▸ STATED GOAL A: In the Jackson Hole commentary, what interest rate was historically considered "neutral"?
* Begin TEXT TO READ *
Why Tonight Matters – “AIT” & Down the Jackson Hole We Go

Tonight the US Fed Chairman will address a virtual gathering of Central Bankers at the Jackson Hole conference.  He has flagged enough of what’s to come to have economists all frothy with expectation to wit the CNBC headline “Powell set to deliver ‘profoundly consequential’ speech, changing how the Fed views inflation”. So what is the expectation and why is it ‘profoundly consequential’?

Like our RBA the Fed has a mandate around maintaining both inflation and employment at acceptable rates.  Historically that has largely been around ensuring neither run too hot.  i.e. tightening monetary policy (raising rates and containing new money supply) to slow things down.  The GFC saw an unprecedented and globally coordinated central bank response of the opposite amid crashing inflation and surging unemployment.  Zero and negative rates became the norm and unprecedented money printing under the newly coined (pardon the pun) name of Quantitative Easing being unleashed.  But it hasn’t worked.  The problem now of course is we have a new recession upon us when they didn’t even fix the result of the last. And so the US now has official numbers of 0.8% inflation and over 10% unemployment (official, but much worse in reality).

Whilst inflation was always hard to get after the GFC, the narrative was always about not having too much easy monetary policy in fear of it getting out of control and overshooting their 2% target.  What makes the pre-talk of this year’s Jackson Hole conference so important is the message they are prepared to further ease and more importantly let inflation overshoot before tightening.  Below is a chart (courtesy of Bloomberg) of US inflation over the last decade.

Falling Short

When you overlay that with US interest rates you can see they got excited in 2017 when they saw inflation crack through the 2% and straight away started raising rates in fear of losing control.

Back To The Future

As we know now, the amount of debt in the system and the utter reliance on a central bank easy money support narrative for shares came home to bite.  After raising rates to just 2.5% and a program of Quantitative Tightening (not Easing) the sharemarket tanked at the end of 2018 and as you can see above, the Fed had to lower rates and stop the QT program.   This was not new.  Each time they stopped QE1, 2, 3 the market corrected.  This was not a sharemarket on fundamentals, it was one on stimulus.  But always in the background was a Fed signalling it wouldn’t let inflation get out of control.  And that is what makes tonight so important.  They have already signalled they will let it run hotter for longer before tightening.  They need inflation to erode all this debt, but they can’t raise rates and increase the service cost on all that same debt.  Quite the dilemma…

Historically 4% was considered a ‘neutral’ interest rate.  In 2018, 2.5% nearly crashed financial markets.  The problem is where do you go when you’re already near zero?  Negative?
* End TEXT TO READ *
▸ STATED GOAL B: In the rows below, write out as a numbered list the lines from the line containing "In which part of the image can the stone" through the line containing "[160,363,332,431]", skipping blank lines.
* Begin ENTRIES PROVIDED *
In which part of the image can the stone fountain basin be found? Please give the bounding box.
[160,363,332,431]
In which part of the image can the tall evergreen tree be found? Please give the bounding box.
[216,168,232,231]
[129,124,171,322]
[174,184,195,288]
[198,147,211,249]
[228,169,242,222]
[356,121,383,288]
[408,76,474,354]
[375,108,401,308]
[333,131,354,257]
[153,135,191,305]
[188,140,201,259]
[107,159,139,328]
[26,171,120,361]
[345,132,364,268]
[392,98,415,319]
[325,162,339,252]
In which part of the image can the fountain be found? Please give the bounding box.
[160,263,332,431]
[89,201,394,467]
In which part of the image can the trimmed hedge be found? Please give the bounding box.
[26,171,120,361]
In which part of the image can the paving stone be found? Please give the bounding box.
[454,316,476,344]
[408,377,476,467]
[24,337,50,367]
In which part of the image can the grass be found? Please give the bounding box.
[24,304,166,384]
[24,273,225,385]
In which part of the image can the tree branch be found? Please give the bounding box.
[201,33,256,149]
* End ENTRIES PROVIDED *
* Begin ENTRIES PROVIDED *
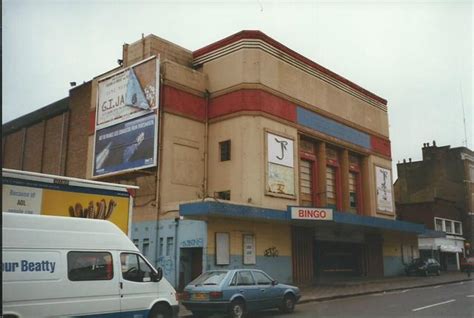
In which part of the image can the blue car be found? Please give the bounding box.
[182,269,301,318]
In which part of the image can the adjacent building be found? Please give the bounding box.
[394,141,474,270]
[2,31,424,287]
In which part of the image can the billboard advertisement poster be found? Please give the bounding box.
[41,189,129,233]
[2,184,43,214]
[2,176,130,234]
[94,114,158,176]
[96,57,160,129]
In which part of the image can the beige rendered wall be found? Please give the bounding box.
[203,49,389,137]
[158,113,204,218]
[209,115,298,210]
* End ENTRIES PROVIDED *
* Begin ENTRIES PROVIDED *
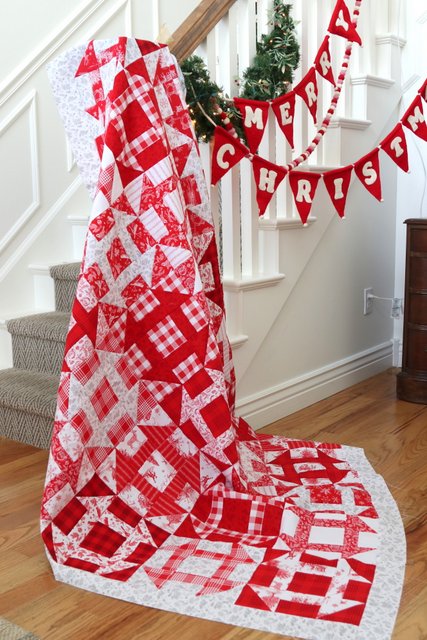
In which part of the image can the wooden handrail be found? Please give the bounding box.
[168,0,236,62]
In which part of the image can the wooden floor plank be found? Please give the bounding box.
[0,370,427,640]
* End ENTRIES PROVIDED *
▸ COMPLETE OUTPUT A: 4%

▸ COMPLETE OUTPUT B:
1. In which part of the image can the stone fountain basin be found? Please give the bounding box.
2. [160,363,332,431]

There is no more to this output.